━━━━━ TASK MATERIAL ━━━━━

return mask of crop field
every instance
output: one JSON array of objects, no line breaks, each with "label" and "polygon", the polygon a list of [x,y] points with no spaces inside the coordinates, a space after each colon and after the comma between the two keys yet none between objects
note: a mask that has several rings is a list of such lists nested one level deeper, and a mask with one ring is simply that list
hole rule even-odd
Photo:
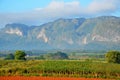
[{"label": "crop field", "polygon": [[0,60],[0,76],[119,79],[120,64],[80,60]]}]

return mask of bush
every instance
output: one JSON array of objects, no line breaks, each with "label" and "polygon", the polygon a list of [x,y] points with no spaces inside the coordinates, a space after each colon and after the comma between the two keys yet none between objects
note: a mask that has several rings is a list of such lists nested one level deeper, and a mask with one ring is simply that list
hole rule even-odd
[{"label": "bush", "polygon": [[106,53],[105,58],[109,63],[120,63],[120,52],[109,51]]}]

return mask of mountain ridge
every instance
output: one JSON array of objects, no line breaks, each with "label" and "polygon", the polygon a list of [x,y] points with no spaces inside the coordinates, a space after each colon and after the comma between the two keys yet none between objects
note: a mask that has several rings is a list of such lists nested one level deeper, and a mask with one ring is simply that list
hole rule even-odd
[{"label": "mountain ridge", "polygon": [[120,18],[58,19],[40,26],[7,24],[0,30],[1,50],[120,49]]}]

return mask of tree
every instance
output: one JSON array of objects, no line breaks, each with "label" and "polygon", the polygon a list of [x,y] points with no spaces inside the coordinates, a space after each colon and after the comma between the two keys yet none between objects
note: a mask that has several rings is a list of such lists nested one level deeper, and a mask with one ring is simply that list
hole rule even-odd
[{"label": "tree", "polygon": [[120,52],[109,51],[106,53],[105,58],[109,63],[120,63]]},{"label": "tree", "polygon": [[6,56],[6,58],[5,58],[6,60],[13,60],[14,59],[14,55],[13,54],[7,54],[7,56]]},{"label": "tree", "polygon": [[25,54],[24,51],[17,50],[17,51],[15,52],[15,60],[26,60],[26,59],[25,59],[25,56],[26,56],[26,54]]}]

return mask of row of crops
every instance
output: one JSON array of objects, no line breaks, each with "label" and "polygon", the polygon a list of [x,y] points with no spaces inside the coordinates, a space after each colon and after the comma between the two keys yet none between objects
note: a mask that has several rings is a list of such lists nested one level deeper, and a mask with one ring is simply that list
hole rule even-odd
[{"label": "row of crops", "polygon": [[120,78],[120,64],[89,61],[0,61],[0,76]]}]

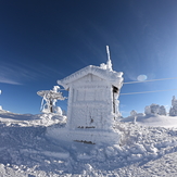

━━━━━

▶ _EXERCISE REQUIREMENTS_
Lay out as a numbered list everything from the line containing "return mask of row of crops" down to the last of the lines above, skipping blank lines and leaving out the pictures.

▶ _FULL ANSWER_
1. return mask of row of crops
2. every instance
3. output: one JSON array of objects, no line breaks, each with "label" and "polygon", the polygon a list of [x,y] points with no spaces inside the coordinates, a space after each colon and after the comma between the two keys yet none between objects
4. note: a mask that has several rings is a list of such lists nested one level deeper, and a mask with one ring is simply that list
5. hole rule even-odd
6. [{"label": "row of crops", "polygon": [[120,78],[120,64],[89,61],[0,61],[0,76]]}]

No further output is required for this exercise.